When you tie "discipleship" to salvation, and define "discipleship" by one's performance, then you are indeed tying salvation to works righteousness. This is inescapable, no matter how often you deny it.

"Thirst" is not a work. It's a state of being. No one is saying that salvation doesn't involve our desire to quench our thirst. It does, however, become works-righteousness when you say that you must perform a certain set of works and to a satisfactory degree in order to quench that thirst. Which is what you and the Roman Catholics are saying. Jesus is clearly saying that quenching that thirst has no cost. But you are saying it does.

You can deny the question I asked as "not being your framework", but it's a question that is based on pure logic and reality. Which means your framework must not be. I understand why you guys have to continually dodge it, because it renders your view untenable. Simply put, if you can't explain how successful one must be in "dying to oneself" or in "paying the cost" in order to be considered having received grace, then your view falls apart because it goes directly against Scripture. Your view doesn't understand what "grace" actually means - you continually try to tie it to performance. But as Paul explained in Romans 11:6, the moment you add one's performance to grace, it ceases to be grace.

Dataset entries:

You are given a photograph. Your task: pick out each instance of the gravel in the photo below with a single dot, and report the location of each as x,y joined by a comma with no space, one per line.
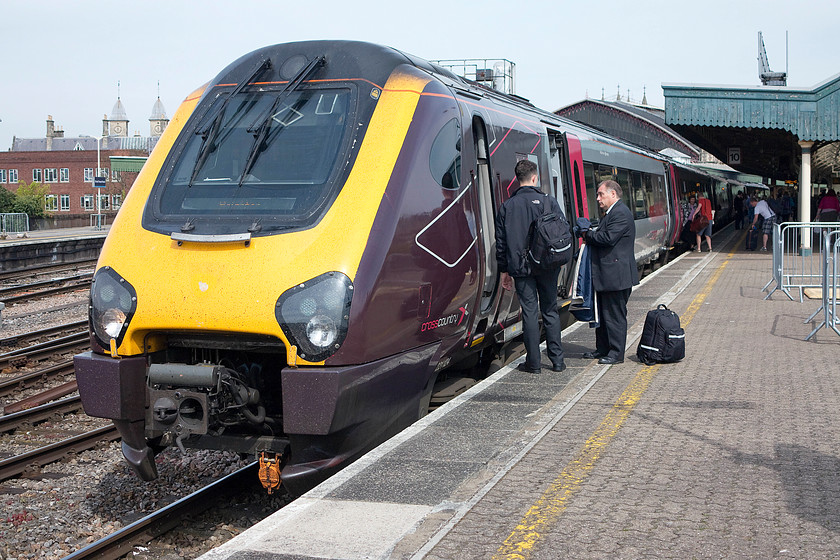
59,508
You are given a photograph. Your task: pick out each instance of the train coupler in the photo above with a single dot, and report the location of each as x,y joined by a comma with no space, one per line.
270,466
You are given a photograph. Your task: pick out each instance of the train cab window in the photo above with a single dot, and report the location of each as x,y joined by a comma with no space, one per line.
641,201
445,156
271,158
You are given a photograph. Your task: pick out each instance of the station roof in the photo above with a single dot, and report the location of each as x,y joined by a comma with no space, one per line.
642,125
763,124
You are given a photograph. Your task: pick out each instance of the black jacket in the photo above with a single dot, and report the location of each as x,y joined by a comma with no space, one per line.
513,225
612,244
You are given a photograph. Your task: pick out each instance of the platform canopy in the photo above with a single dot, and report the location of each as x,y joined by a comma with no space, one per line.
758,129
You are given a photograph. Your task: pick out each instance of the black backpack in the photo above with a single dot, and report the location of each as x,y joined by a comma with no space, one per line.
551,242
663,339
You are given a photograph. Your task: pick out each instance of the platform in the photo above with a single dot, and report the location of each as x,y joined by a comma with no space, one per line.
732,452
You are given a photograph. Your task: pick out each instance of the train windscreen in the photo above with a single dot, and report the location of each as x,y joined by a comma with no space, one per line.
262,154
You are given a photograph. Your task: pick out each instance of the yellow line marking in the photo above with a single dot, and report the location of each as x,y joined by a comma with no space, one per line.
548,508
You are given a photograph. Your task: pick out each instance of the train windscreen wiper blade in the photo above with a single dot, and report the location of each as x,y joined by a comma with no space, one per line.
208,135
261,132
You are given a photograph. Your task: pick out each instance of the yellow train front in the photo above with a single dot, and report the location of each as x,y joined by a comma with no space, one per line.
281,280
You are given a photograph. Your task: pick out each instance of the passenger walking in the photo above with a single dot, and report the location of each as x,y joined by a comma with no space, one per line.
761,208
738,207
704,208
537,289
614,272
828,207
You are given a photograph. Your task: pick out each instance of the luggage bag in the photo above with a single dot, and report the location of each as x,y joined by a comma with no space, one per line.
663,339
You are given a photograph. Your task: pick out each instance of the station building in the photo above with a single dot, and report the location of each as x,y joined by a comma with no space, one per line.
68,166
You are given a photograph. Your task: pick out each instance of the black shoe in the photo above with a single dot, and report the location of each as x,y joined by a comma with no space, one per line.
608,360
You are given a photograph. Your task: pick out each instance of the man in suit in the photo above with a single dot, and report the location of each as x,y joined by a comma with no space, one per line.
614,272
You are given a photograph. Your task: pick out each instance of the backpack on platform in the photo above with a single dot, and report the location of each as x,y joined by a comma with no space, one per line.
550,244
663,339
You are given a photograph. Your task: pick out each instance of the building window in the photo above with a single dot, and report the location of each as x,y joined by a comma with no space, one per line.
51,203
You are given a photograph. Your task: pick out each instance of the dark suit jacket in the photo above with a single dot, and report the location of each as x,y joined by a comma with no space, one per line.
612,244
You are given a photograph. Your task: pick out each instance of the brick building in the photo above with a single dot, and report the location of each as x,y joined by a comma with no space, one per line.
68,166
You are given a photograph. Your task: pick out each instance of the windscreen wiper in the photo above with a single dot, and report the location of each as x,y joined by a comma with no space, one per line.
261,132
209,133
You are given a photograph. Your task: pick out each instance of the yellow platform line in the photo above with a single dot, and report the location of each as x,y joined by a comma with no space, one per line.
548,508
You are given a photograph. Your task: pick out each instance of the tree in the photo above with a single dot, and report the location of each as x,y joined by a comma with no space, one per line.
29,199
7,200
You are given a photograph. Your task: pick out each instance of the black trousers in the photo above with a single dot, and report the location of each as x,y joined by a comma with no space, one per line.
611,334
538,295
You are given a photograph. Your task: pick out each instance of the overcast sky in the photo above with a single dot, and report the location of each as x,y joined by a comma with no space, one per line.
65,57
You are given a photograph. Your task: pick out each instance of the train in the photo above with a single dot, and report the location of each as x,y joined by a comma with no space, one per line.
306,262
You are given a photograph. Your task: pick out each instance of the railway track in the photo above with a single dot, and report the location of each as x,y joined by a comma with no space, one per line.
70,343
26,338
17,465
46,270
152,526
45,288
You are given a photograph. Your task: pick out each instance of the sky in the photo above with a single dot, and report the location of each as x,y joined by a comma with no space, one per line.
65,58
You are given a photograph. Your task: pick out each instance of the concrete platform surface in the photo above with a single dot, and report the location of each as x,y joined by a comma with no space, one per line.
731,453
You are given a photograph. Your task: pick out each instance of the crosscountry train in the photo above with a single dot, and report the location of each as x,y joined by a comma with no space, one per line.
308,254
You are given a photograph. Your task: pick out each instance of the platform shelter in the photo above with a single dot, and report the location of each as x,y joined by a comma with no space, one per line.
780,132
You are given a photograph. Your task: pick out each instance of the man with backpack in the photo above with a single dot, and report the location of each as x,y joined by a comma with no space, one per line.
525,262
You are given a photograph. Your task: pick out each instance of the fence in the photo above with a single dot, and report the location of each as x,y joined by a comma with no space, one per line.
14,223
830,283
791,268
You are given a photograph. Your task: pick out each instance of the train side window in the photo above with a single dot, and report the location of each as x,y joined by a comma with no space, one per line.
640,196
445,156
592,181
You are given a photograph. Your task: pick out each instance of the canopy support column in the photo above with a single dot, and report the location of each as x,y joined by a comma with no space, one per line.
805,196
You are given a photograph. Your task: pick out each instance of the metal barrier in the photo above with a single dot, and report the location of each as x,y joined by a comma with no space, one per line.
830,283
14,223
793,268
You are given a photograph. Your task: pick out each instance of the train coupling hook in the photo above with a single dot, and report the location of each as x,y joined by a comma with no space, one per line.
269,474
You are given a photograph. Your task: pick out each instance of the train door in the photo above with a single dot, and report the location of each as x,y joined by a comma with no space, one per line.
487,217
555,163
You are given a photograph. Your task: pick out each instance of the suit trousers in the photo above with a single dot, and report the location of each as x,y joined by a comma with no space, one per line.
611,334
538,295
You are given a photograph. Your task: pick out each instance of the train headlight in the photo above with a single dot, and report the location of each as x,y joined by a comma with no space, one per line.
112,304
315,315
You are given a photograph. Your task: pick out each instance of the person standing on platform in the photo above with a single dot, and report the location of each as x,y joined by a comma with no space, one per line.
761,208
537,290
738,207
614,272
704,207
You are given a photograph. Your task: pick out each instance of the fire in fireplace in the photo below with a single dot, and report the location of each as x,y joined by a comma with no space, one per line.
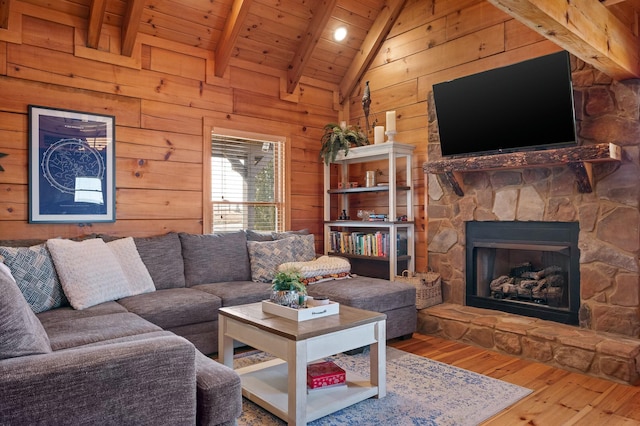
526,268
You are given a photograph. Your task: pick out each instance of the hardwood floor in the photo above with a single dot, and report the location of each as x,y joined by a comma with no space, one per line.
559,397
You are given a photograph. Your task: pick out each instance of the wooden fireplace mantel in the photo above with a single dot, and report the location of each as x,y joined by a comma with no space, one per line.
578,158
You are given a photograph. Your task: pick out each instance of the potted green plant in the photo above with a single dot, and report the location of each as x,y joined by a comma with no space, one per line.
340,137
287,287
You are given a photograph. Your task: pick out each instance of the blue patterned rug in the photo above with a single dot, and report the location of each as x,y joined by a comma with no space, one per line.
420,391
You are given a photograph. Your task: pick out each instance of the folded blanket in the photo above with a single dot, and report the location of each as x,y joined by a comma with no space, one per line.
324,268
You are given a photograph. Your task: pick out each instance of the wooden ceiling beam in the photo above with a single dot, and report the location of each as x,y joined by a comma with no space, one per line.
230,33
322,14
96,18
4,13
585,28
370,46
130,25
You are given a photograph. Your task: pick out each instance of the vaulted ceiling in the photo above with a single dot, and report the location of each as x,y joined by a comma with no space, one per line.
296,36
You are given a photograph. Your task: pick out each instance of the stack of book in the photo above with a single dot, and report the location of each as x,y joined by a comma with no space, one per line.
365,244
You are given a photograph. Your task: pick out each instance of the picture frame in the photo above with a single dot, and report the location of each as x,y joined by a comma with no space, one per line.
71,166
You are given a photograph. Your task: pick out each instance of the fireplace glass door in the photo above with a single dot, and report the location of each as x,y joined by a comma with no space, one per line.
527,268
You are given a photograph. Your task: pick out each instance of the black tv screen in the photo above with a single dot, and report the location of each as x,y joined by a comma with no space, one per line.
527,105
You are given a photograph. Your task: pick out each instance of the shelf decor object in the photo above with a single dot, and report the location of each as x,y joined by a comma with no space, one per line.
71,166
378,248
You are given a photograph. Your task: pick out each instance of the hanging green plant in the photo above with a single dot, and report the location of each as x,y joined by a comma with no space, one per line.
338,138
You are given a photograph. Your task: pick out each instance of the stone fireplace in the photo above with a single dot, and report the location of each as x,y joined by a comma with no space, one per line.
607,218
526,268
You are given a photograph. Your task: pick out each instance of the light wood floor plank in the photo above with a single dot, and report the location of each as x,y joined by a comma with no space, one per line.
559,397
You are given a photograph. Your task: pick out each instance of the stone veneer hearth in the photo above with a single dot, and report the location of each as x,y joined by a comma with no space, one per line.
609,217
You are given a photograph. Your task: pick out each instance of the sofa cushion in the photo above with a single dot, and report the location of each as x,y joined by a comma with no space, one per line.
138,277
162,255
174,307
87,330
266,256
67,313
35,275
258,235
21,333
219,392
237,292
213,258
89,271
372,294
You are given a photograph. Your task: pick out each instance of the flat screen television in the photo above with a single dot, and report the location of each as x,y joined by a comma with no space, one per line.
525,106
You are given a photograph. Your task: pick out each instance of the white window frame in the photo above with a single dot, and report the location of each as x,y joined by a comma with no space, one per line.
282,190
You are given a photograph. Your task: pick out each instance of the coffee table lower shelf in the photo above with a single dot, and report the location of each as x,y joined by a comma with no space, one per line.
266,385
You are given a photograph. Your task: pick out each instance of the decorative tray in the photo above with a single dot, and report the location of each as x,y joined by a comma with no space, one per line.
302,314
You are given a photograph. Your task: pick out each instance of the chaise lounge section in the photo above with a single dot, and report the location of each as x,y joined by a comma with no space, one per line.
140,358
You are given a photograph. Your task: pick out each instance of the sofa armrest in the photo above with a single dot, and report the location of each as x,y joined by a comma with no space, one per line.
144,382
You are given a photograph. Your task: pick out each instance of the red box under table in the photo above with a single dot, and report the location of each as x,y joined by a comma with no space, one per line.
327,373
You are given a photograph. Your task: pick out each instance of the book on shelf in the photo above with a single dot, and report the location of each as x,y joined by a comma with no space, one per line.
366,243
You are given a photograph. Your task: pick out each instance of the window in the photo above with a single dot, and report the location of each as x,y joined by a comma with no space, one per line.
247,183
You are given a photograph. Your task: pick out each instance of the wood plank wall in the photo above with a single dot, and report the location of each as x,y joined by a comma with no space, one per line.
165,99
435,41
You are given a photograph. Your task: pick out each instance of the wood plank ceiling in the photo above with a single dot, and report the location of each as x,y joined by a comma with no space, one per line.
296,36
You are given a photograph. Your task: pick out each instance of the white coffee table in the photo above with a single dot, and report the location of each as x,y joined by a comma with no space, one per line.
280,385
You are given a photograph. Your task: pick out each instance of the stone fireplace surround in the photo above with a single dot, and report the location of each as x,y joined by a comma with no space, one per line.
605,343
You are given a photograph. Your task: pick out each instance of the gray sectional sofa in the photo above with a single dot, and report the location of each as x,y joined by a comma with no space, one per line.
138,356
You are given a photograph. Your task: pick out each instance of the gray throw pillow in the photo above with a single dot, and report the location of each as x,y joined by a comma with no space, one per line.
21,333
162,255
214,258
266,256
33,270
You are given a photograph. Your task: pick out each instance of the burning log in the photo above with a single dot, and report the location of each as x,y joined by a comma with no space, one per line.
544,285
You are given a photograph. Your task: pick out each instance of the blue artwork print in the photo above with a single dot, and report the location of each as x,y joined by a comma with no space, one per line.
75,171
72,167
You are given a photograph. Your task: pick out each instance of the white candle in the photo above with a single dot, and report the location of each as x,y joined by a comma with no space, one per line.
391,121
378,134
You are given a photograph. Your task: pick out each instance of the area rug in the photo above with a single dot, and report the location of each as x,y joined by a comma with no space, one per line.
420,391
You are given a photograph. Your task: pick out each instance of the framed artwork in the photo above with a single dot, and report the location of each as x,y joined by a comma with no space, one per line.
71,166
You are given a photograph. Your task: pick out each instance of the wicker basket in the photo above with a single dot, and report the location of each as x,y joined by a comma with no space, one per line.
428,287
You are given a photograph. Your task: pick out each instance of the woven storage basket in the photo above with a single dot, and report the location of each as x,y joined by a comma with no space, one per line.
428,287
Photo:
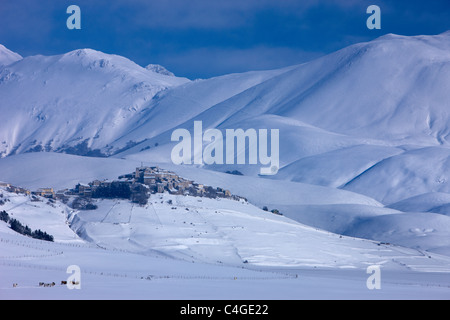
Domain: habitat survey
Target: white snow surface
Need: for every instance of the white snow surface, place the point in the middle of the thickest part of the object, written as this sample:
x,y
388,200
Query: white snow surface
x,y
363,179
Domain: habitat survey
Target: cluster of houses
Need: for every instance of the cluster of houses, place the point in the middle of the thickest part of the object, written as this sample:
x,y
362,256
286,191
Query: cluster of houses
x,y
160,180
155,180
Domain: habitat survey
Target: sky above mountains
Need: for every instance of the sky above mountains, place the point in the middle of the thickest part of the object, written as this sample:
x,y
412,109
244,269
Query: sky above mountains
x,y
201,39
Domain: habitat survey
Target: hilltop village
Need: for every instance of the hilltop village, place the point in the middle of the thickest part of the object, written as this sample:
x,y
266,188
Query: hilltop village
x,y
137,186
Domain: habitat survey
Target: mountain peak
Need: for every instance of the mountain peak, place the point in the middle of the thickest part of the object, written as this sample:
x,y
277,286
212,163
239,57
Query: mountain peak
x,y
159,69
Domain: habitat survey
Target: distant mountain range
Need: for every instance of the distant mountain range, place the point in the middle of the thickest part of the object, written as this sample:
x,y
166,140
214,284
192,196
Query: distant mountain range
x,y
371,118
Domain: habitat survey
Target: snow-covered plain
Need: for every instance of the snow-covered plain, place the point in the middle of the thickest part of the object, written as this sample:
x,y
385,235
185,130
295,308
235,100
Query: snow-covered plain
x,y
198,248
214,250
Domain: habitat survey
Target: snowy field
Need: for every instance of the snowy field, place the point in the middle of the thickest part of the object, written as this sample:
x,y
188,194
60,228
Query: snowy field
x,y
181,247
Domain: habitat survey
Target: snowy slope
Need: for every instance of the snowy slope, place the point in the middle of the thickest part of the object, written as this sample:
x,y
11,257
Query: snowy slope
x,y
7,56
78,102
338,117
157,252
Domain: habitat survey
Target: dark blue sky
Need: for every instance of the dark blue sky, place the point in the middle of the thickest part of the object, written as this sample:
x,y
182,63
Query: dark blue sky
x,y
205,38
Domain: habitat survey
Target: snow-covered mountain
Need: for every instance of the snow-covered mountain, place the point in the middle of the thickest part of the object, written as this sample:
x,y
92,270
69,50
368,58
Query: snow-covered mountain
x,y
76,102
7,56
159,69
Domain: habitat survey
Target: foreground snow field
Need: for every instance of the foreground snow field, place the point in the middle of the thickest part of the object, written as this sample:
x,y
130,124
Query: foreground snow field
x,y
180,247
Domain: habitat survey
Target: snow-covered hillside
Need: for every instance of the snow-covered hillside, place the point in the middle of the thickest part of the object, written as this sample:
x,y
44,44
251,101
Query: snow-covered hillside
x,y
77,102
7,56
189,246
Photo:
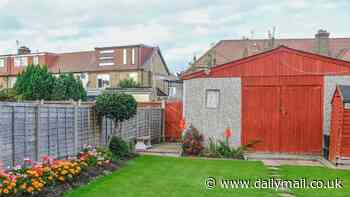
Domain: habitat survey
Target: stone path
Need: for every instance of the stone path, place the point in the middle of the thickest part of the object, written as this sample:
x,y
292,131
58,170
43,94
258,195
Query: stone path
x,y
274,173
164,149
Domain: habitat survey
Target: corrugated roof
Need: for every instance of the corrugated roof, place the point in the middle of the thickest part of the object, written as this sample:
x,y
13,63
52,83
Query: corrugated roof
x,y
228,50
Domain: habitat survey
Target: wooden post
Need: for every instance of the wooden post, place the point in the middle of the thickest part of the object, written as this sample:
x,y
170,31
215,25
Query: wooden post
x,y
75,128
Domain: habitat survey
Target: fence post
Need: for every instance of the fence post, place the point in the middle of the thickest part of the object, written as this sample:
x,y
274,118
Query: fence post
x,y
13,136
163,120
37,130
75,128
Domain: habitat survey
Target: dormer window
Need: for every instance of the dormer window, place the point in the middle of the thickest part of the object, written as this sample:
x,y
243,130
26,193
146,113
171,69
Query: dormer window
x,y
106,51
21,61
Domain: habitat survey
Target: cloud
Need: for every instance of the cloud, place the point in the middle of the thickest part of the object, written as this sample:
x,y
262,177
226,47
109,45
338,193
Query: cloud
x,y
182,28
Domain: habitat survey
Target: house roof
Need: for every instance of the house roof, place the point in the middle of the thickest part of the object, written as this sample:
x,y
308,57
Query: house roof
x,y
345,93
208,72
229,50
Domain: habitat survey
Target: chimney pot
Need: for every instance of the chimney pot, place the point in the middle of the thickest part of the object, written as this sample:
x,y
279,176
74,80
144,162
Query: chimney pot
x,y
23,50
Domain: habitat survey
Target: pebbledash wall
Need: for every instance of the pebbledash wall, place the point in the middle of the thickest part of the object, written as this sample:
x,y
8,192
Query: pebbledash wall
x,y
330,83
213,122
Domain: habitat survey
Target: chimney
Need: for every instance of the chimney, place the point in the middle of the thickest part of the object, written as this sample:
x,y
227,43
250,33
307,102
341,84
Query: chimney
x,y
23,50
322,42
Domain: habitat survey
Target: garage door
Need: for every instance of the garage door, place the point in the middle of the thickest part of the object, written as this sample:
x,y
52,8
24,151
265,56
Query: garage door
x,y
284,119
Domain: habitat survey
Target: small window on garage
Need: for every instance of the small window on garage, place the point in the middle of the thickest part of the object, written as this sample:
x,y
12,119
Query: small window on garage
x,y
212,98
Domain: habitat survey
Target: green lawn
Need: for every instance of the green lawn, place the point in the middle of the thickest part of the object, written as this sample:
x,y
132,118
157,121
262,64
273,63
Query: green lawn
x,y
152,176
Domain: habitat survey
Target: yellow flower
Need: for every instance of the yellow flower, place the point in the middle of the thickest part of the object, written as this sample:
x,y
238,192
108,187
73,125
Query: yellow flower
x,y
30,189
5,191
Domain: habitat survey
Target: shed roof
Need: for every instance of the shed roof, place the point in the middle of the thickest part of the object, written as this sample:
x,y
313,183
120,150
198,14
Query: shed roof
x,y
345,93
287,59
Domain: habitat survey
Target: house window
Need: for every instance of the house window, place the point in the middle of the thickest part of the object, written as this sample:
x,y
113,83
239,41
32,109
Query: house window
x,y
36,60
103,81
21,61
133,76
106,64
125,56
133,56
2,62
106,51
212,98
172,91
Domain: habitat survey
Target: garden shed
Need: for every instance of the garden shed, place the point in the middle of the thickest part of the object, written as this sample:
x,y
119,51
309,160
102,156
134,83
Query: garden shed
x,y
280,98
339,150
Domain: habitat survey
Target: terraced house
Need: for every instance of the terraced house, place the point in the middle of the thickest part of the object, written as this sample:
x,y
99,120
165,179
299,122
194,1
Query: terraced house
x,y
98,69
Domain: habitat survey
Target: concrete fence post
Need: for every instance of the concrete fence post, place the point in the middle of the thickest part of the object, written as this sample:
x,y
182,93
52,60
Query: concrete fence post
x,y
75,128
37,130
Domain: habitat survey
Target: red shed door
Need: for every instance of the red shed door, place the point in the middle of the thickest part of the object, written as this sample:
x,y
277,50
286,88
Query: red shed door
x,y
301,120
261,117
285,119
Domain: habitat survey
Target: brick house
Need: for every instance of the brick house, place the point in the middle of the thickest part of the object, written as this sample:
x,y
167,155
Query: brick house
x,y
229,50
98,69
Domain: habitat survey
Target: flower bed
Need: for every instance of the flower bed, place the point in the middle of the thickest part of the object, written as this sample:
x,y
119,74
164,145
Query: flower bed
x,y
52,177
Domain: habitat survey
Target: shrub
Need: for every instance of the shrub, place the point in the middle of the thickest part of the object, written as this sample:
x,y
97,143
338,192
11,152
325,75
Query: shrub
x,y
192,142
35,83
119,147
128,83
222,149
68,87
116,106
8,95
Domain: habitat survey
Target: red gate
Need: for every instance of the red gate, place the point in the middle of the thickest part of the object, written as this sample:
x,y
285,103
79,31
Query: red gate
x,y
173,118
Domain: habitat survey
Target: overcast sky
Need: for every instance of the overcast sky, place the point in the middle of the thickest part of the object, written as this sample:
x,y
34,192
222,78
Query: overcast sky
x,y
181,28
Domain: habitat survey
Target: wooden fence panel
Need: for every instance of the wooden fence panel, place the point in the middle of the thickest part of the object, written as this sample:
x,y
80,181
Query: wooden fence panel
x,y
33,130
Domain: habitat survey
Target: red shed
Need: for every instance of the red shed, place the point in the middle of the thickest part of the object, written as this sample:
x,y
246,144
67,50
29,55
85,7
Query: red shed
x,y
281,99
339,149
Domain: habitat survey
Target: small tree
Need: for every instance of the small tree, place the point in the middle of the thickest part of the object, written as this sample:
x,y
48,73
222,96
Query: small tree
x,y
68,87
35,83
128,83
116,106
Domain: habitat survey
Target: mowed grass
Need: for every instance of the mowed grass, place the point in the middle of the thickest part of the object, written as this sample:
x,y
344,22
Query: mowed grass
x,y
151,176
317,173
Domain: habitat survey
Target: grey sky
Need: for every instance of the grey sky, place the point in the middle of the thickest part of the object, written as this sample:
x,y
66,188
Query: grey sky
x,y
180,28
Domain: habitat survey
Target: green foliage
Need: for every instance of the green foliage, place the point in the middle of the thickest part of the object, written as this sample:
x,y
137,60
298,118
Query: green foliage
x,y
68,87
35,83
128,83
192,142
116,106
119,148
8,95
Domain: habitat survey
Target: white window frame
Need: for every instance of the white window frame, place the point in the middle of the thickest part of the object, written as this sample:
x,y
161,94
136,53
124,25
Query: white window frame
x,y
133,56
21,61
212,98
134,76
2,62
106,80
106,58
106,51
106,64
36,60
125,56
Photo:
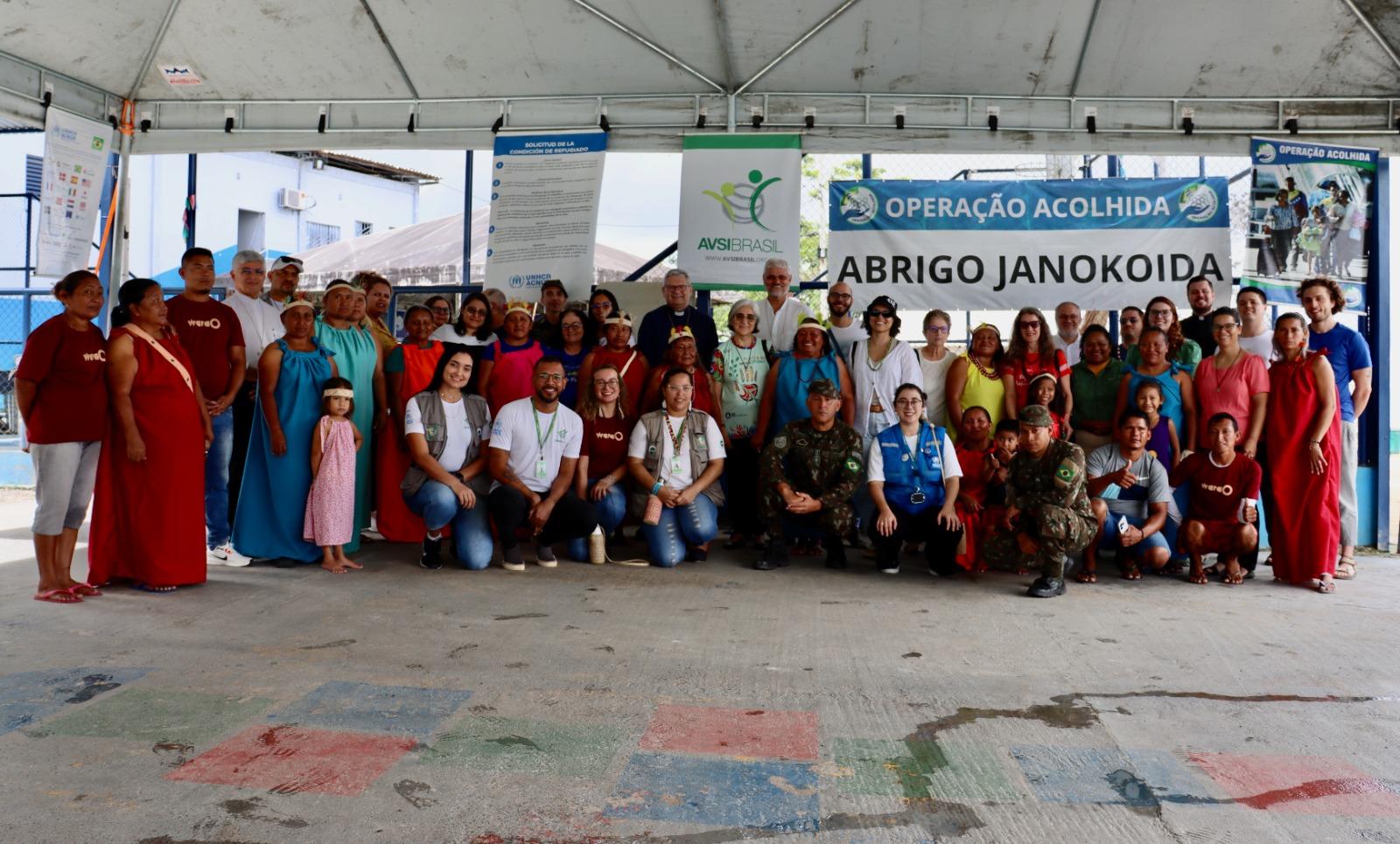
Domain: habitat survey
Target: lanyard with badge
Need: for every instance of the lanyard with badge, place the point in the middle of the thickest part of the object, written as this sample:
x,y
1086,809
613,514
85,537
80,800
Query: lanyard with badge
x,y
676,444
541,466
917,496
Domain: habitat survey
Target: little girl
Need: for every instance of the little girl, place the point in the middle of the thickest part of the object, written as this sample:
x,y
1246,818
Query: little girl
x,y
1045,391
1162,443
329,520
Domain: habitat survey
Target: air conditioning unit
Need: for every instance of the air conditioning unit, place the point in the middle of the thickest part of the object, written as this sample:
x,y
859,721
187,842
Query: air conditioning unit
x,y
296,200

**What you will do**
(a) Answer these questions from the passage on grace and works:
(i) What does the passage say "thirst" is, if not a work?
(ii) Whom does the writer name as saying the same thing as the person being addressed?
(iii) Which passage of Scripture does the writer cite for Paul's point about grace?
(b) Rewrite the paragraph of the passage on grace and works that begins "\"Thirst\" is not a work" in fewer words, keeping its main facts.
(c) Retype part of the passage on grace and works, beginning at the words "You can deny" and stopping after "to be grace.".

**Task-by-task outputs**
(a)
(i) A state of being.
(ii) The Roman Catholics.
(iii) Romans 11:6.

(b) Thirst is a state of being, not a work, and salvation does involve the desire to quench it. It becomes works-righteousness only when someone claims that a certain set of works must be done to a satisfactory degree to quench that thirst, which the writer says the addressee and the Roman Catholics claim. Jesus says quenching that thirst costs nothing, but the addressee says it has a cost.

(c)
You can deny the question I asked as "not being your framework", but it's a question that is based on pure logic and reality. Which means your framework must not be. I understand why you guys have to continually dodge it, because it renders your view untenable. Simply put, if you can't explain how successful one must be in "dying to oneself" or in "paying the cost" in order to be considered having received grace, then your view falls apart because it goes directly against Scripture. Your view doesn't understand what "grace" actually means - you continually try to tie it to performance. But as Paul explained in Romans 11:6, the moment you add one's performance to grace, it ceases to be grace.